**Quoted passage**
====================

While investors in the poll are voicing concern about the future, the markets so far are showing little apprehension. The 10-year Treasury yield was at 1.82 percent as of 12:38 p.m. in New York, well below the 5.4 percent average over the past 25 years, according to data compiled by Bloomberg.
The Standard & Poor’s 500 Stock Index has risen more than 13 percent over the past year. It was little changed today near the 1,492 level, its highest since late-2007.
Some investors say they’re worried about an eventual end to the Federal Reserve’s purchases of Treasury securities. Those measures, aimed at spurring economic growth, have lowered the 10-year yield by 80 to 120 basis points, according to Fed Chairman Ben S. Bernanke. Once the central bank halts its market interventions, yields could climb if deficits remain large.
“What happens if economic growth suddenly picks up?” asks Paul Hickey, co-founder of Bespoke Investment Group in Harrison, New York. “If the Fed turns off the vacuum, the fixed-income market could get messy.”
Though Republicans are winning investor support for their calls for spending cuts, it comes at a cost. House Speaker John Boehner is viewed unfavorably by 46 percent of those surveyed, up from 38 percent in November. Thirty-one percent say they see the Republican leader favorably.
President Barack Obama is viewed favorably by 55 percent of respondents and unfavorably by 41 percent, about the same as in the last poll, in November.
Investors have little faith that Obama and congressional Republicans will agree this year on sweeping changes to U.S. entitlement programs such as Social Security and Medicare, and to government tax policies.
On potential legislation that would simplify the 4 million word tax code, 58 percent say only “modest changes” will result this year, with 7 percent expecting a comprehensive rewrite and 29 percent anticipating no meaningful changes.
Republicans say government budget deficits should be reduced by trimming spending on Medicare and Social Security. Without cuts, the two programs will help drive debt held by the public to 103 percent of U.S. gross domestic product by 2040, according to the White House.
Fifty-two percent of investors predict modest changes in spending plans, while 4 percent anticipate a “comprehensive package” and 37 percent say the status quo will remain.
The budget debate will take place as Obama retools his economic team. Geithner, who is scheduled to leave his Treasury post on Jan. 25, is viewed favorably by 51 percent of those surveyed compared with 38 percent who regard him unfavorably.

====================

[Records contained in a dataset]

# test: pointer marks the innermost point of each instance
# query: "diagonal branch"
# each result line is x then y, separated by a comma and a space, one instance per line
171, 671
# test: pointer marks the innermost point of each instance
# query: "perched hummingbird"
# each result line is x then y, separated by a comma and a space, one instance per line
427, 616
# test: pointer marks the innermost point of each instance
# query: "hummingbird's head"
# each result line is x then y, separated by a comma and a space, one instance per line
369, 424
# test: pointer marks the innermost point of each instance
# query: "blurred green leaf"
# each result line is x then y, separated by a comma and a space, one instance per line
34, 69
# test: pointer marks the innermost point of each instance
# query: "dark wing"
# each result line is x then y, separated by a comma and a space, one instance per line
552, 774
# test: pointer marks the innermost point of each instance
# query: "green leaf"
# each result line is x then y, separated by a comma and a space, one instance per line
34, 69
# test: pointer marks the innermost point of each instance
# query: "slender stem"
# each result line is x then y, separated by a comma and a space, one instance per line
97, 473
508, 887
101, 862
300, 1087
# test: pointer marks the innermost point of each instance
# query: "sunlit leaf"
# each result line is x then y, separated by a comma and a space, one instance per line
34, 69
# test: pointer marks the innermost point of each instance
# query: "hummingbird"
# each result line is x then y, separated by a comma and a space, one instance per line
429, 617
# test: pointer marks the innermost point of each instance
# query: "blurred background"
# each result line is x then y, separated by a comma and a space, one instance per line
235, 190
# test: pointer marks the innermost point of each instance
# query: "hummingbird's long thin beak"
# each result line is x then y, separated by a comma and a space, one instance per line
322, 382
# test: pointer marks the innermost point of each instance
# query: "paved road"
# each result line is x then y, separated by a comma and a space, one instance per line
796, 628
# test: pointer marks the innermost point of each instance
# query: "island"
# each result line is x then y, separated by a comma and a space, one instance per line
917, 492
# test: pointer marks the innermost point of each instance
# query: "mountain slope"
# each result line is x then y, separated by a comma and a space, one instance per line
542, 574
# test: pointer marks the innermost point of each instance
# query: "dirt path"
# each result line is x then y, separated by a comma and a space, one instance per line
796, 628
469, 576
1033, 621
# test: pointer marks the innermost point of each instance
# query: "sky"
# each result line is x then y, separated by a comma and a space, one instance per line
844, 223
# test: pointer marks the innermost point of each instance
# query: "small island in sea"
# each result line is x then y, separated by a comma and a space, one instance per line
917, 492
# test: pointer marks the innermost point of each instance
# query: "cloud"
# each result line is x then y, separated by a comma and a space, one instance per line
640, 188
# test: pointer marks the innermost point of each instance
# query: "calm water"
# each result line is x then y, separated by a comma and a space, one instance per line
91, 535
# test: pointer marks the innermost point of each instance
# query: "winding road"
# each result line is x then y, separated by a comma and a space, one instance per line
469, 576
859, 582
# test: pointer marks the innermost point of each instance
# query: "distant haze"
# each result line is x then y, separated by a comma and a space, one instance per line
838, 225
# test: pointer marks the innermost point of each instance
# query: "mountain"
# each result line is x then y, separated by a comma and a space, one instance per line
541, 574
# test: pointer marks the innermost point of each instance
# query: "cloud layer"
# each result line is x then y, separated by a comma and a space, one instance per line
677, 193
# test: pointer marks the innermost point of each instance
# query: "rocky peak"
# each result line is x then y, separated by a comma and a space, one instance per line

====================

**What to work on**
1. Which people are named in the passage on the investor poll?
2. How does the passage on the investor poll continue after its final sentence? Write the part that follows.

**Answers to the exercises**
1. Ben S. Bernanke, Paul Hickey, John Boehner, Barack Obama, Geithner

2.
Jack Lew, nominated by Obama to replace him as Treasury secretary, is a blank slate for investors; 54 percent say they have no opinion about the current White House chief of staff.
Ninety-two percent of investors, traders and analysts surveyed say it’s unlikely the U.S. will default on its debt. The wrangling over the U.S. fiscal position has taken a toll on the credit-rating companies’ reputations.
Since Standard & Poor’s downgraded U.S. debt in August 2011, the 10-year yield has fallen from 2.56 percent. In the Bloomberg poll, 26 percent of investors say they don’t value the rating companies’ opinions as much as they once did, while 9 percent say they no longer put any stock in their views. Thirty-one percent say the companies were “never useful,” and 32 percent see the opinions as one among many useful tools.
Still, the recurring political battles over the nation’s finances may be unsettling consumers. After reaching an eight-month high on Dec. 30, the weekly Bloomberg consumer comfort index has declined for two consecutive weeks.
The Jan. 1 end of the temporary payroll tax cut will dent take-home pay and thus consumption, economists say. The economy is expected to grow in the first quarter at an annual rate of 1.5 percent, according to the median forecast of economists surveyed by Bloomberg.
Unless the automatic spending cuts are postponed, “we’ll be doubling down on austerity at a time when the economy is already weak,” says Scott Anderson, chief economist of Bank of the West in San Francisco.
The poll of 921 Bloomberg customers has a margin of error of plus or minus 3.2 percentage points.